Slash and star again in stdlib docs! (function signatures)

It was EB decision that sphinx docs should include correct signatures: Function signatures should use slash/star as needed by nedbat · Pull Request #1344 · python/devguide · GitHub (see also discussion thread: Editorial Board decisions) and this is documented in the Python Developer’s Guide.

Is this for new code only or EB has some plans to change existing docs?

The current state looks horrible. Take e.g. the builtin functions page. Already here we have signatures with slashes (e.g. bool, int or complex) and without (e.g. any or bin). On the Built-in Types page some above signatures are documented with funny square bracket syntax (which actually not explained somewhere). See the range() as an example and CPython issue: Built-in function `range` params discrepancy across versions · Issue #125897 · python/cpython · GitHub.

(Dataset rows)
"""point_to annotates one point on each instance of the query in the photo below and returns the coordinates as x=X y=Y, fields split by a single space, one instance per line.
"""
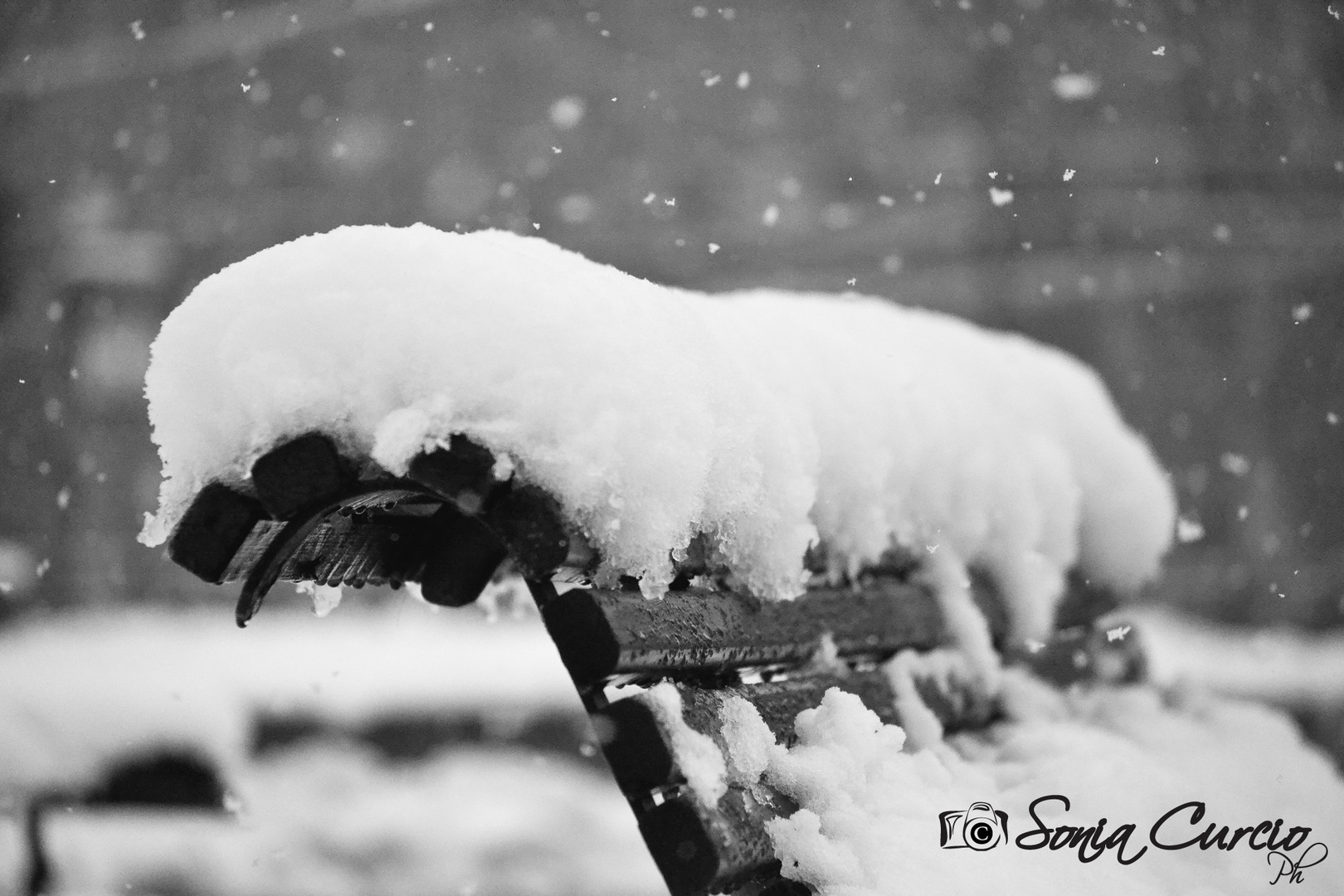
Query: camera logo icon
x=980 y=828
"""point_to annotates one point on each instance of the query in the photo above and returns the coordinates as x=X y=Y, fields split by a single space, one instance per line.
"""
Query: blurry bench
x=308 y=514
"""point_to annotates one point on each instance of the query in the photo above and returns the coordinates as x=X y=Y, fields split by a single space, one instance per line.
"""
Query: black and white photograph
x=647 y=448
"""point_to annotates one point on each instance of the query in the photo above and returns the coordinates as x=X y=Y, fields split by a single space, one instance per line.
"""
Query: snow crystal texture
x=762 y=419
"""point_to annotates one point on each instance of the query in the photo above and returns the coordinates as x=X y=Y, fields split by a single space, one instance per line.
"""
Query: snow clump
x=765 y=421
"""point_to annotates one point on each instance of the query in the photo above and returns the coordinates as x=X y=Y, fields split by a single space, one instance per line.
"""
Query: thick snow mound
x=761 y=419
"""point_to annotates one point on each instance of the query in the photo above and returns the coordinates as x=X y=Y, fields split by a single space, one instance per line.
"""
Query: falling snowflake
x=1070 y=86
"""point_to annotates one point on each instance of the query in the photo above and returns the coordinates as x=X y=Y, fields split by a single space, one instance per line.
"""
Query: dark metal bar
x=605 y=633
x=214 y=528
x=300 y=476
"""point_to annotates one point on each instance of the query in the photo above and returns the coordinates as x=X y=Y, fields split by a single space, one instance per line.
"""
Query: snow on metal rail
x=309 y=514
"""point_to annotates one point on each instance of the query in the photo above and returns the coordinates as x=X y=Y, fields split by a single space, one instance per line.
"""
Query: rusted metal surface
x=449 y=523
x=605 y=633
x=710 y=850
x=212 y=531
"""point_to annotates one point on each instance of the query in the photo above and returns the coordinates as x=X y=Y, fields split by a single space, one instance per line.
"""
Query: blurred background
x=1153 y=186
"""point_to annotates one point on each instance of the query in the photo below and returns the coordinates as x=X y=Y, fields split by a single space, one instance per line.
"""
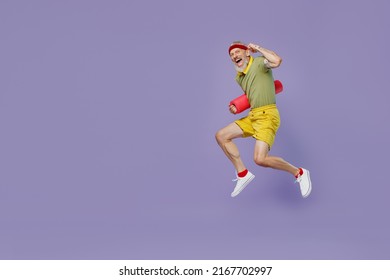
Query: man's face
x=240 y=58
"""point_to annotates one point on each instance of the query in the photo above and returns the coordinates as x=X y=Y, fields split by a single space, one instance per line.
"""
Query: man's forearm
x=273 y=59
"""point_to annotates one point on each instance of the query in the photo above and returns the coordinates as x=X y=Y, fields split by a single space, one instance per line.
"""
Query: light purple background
x=108 y=111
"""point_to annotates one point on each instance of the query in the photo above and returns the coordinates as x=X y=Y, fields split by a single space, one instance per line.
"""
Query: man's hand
x=232 y=109
x=254 y=48
x=272 y=59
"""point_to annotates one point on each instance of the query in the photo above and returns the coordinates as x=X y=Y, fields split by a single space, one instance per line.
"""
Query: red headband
x=240 y=46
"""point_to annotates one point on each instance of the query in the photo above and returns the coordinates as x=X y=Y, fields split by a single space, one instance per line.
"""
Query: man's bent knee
x=262 y=161
x=220 y=137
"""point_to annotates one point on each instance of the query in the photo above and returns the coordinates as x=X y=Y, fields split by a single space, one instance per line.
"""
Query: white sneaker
x=304 y=183
x=242 y=183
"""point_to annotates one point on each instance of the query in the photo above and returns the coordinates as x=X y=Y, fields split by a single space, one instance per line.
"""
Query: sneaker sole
x=244 y=186
x=309 y=191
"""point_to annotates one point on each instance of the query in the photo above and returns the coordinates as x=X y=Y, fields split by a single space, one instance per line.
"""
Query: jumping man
x=254 y=75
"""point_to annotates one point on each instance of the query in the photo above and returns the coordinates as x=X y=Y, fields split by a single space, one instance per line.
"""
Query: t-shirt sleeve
x=262 y=66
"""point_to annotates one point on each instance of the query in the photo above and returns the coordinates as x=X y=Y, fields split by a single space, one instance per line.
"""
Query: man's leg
x=224 y=138
x=262 y=158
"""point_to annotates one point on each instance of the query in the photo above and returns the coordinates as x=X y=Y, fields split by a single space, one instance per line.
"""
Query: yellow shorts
x=262 y=123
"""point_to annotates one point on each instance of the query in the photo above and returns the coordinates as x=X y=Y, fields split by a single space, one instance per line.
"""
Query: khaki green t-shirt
x=258 y=83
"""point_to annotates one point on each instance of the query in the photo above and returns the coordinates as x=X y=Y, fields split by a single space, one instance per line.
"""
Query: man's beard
x=242 y=68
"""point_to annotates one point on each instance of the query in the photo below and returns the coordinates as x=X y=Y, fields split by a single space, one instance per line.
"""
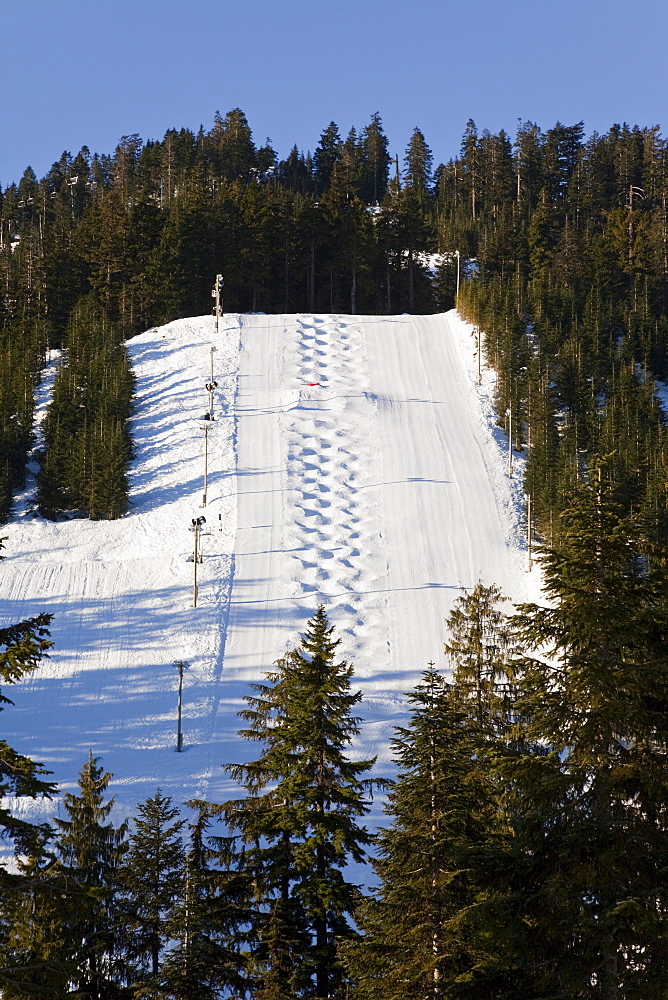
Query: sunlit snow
x=353 y=461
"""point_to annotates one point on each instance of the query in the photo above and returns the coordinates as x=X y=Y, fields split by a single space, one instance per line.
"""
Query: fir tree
x=416 y=940
x=480 y=649
x=152 y=879
x=91 y=850
x=209 y=923
x=591 y=800
x=299 y=820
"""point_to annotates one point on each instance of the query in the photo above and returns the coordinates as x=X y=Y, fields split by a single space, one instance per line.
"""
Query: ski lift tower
x=197 y=523
x=216 y=295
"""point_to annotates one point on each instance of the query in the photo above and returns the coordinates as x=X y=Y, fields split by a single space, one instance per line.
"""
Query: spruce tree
x=299 y=820
x=91 y=850
x=418 y=942
x=152 y=879
x=591 y=800
x=480 y=649
x=209 y=922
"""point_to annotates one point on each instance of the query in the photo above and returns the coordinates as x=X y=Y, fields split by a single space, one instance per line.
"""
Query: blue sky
x=77 y=72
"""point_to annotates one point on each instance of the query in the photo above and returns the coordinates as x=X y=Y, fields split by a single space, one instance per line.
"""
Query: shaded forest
x=558 y=243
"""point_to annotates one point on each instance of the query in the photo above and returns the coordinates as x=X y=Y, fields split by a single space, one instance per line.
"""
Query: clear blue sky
x=77 y=72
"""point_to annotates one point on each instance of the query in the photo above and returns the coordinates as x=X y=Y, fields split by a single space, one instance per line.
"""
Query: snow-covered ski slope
x=353 y=461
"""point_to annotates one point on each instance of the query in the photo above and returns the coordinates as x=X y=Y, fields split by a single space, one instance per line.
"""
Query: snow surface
x=353 y=461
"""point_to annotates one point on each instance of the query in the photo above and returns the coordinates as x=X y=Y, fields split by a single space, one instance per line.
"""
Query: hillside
x=352 y=460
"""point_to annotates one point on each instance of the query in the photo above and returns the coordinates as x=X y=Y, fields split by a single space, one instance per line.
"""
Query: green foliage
x=91 y=849
x=152 y=879
x=299 y=822
x=87 y=444
x=417 y=938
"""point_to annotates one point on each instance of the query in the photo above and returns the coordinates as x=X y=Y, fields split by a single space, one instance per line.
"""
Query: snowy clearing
x=353 y=461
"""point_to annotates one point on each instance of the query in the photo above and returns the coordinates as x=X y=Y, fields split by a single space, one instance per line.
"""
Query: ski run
x=352 y=461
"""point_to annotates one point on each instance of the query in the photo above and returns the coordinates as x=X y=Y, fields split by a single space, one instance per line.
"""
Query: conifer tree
x=416 y=941
x=152 y=879
x=591 y=800
x=91 y=851
x=480 y=649
x=209 y=923
x=299 y=821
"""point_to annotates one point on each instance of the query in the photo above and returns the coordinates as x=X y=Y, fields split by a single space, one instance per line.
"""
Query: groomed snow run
x=353 y=461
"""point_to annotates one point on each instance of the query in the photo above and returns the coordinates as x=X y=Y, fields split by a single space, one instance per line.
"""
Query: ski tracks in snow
x=332 y=523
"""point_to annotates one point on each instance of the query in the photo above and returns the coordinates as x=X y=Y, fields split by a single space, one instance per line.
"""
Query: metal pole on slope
x=509 y=414
x=216 y=295
x=210 y=387
x=206 y=461
x=180 y=666
x=197 y=523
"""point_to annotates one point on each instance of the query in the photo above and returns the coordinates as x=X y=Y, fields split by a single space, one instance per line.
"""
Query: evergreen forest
x=555 y=245
x=524 y=854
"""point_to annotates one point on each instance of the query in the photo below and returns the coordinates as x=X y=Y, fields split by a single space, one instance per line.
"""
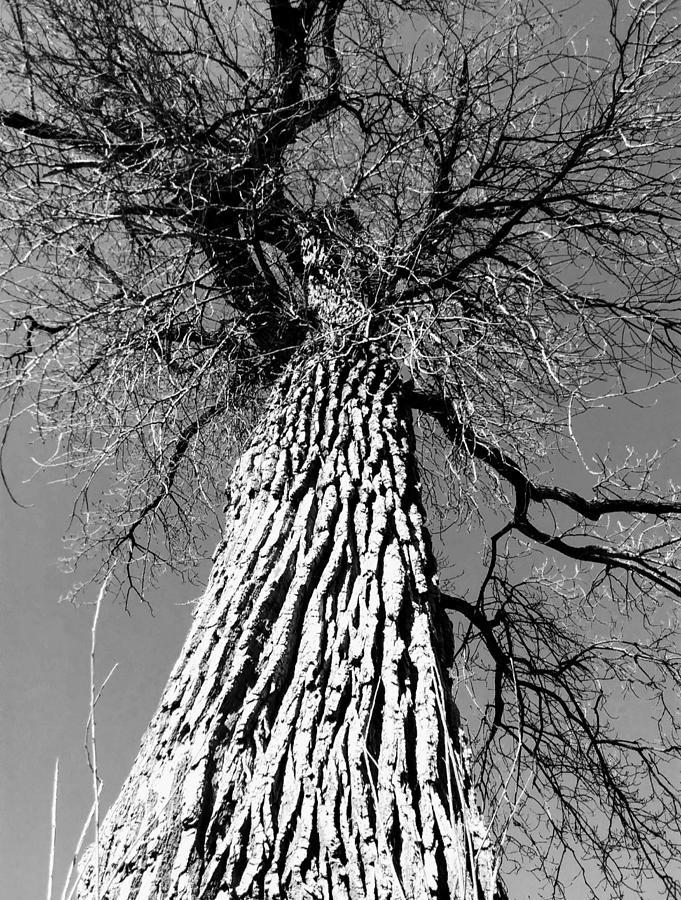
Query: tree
x=328 y=237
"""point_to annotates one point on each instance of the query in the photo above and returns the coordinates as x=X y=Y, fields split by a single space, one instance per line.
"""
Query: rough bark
x=306 y=743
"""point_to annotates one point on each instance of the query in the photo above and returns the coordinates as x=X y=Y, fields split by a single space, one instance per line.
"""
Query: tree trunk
x=306 y=745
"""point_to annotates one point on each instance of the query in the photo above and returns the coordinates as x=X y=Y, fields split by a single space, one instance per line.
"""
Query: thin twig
x=53 y=830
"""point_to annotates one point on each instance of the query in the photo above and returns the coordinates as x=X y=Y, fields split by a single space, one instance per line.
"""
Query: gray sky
x=45 y=646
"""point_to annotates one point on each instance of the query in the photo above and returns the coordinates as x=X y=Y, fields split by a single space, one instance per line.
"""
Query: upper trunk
x=306 y=744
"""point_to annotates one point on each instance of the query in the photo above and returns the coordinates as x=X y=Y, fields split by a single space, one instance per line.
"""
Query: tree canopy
x=494 y=189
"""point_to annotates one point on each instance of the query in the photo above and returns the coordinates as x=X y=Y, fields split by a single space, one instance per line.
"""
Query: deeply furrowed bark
x=306 y=744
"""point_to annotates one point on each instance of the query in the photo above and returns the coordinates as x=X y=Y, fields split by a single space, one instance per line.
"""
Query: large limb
x=528 y=493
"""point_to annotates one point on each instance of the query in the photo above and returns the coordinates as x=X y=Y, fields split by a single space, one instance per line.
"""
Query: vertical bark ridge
x=305 y=745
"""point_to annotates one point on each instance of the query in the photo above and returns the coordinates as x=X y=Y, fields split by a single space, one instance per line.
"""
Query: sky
x=45 y=656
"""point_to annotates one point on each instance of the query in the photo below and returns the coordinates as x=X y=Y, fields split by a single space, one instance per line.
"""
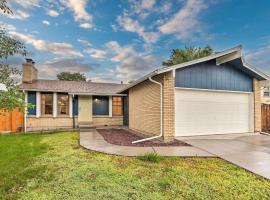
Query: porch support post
x=110 y=106
x=54 y=104
x=38 y=104
x=70 y=105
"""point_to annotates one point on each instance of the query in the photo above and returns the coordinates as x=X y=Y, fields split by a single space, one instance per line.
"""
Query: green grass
x=53 y=166
x=151 y=157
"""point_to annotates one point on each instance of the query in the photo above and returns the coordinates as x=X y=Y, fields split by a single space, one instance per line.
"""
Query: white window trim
x=70 y=105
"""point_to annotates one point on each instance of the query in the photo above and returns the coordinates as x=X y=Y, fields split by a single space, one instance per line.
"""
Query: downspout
x=161 y=115
x=73 y=115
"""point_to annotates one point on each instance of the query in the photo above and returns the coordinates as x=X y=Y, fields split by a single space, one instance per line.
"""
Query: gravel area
x=124 y=137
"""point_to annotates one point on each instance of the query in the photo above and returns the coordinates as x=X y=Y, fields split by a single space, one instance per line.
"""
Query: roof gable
x=221 y=57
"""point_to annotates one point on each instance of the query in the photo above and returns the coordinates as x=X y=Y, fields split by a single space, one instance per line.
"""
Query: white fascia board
x=254 y=69
x=200 y=60
x=96 y=94
x=166 y=69
x=139 y=80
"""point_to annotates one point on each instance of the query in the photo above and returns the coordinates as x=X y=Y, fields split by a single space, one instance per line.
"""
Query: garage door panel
x=204 y=112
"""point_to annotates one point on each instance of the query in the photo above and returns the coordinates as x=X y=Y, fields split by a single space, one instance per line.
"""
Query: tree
x=189 y=53
x=68 y=76
x=11 y=97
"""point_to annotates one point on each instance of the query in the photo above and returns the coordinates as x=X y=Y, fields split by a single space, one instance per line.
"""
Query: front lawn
x=53 y=166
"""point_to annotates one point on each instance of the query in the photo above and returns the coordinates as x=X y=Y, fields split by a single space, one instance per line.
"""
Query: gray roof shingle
x=79 y=87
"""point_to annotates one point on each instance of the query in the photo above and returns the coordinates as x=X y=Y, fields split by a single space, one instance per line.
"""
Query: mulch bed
x=124 y=137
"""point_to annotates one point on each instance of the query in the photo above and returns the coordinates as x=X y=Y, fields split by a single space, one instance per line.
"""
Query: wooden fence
x=11 y=121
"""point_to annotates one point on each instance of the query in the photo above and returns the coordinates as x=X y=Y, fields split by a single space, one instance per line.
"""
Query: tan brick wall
x=144 y=106
x=108 y=121
x=257 y=105
x=30 y=73
x=168 y=106
x=48 y=123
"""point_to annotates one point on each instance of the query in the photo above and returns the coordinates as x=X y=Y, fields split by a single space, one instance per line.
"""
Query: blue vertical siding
x=75 y=105
x=208 y=75
x=31 y=98
x=100 y=105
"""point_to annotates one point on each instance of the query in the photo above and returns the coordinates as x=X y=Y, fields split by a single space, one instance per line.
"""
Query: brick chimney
x=30 y=73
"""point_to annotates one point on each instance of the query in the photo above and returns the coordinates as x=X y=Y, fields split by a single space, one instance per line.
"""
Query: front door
x=85 y=109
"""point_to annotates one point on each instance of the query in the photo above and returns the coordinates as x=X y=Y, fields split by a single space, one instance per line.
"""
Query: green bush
x=150 y=157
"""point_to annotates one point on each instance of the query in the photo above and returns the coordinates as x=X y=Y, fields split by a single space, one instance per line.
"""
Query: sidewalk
x=92 y=140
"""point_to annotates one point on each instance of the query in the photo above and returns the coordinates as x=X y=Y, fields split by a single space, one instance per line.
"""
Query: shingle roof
x=77 y=87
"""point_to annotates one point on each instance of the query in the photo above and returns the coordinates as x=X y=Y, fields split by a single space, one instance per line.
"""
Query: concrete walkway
x=92 y=140
x=249 y=151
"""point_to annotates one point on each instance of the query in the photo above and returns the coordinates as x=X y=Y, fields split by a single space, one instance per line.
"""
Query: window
x=62 y=104
x=117 y=106
x=266 y=92
x=47 y=104
x=75 y=105
x=31 y=99
x=100 y=105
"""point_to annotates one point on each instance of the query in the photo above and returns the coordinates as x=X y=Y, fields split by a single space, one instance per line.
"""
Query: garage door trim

Directives:
#1 List every built-in function or type that the thread on function signatures names as an example.
#2 Pick up the thread on function signatures after its last sentence and carry it forward.

The replies:
#1 bool, int, complex, any, bin, range

#2
It was argued (see this as an example), that omitting some required markers in the function signature — makes the docs much more usable for readers, especially newcomers. But I believe it might be wrong sometimes. Take current range(start, stop, step=1) signature from the builtin functions page. Does step=1 means (1) just that the range has a default value for the third argument, or (2) it accepts a keyword argument step? For range — (1) is true, but not (2). But nearby we have e.g. the round(number, ndigits=None) with same syntax, that does accept keyword argument ndigits ((1) and (2) meaning).

We can start adding required syntax markers to docs (again, see Doc: Make functions.html readable again. by JulienPalard · Pull Request #99476 · python/cpython · GitHub), but maybe there is a better way. Why not add support for keyword arguments in builtin functions? Then “simple” signatures (like range(start, stop, step=1)) — will be correct. Also this will lower mental barrier between C-coded functions and pure-Python code (where per-default keyword arguments are allowed). IIRC, PyPy’s builtins, implemented in RPython — allow keyword arguments too.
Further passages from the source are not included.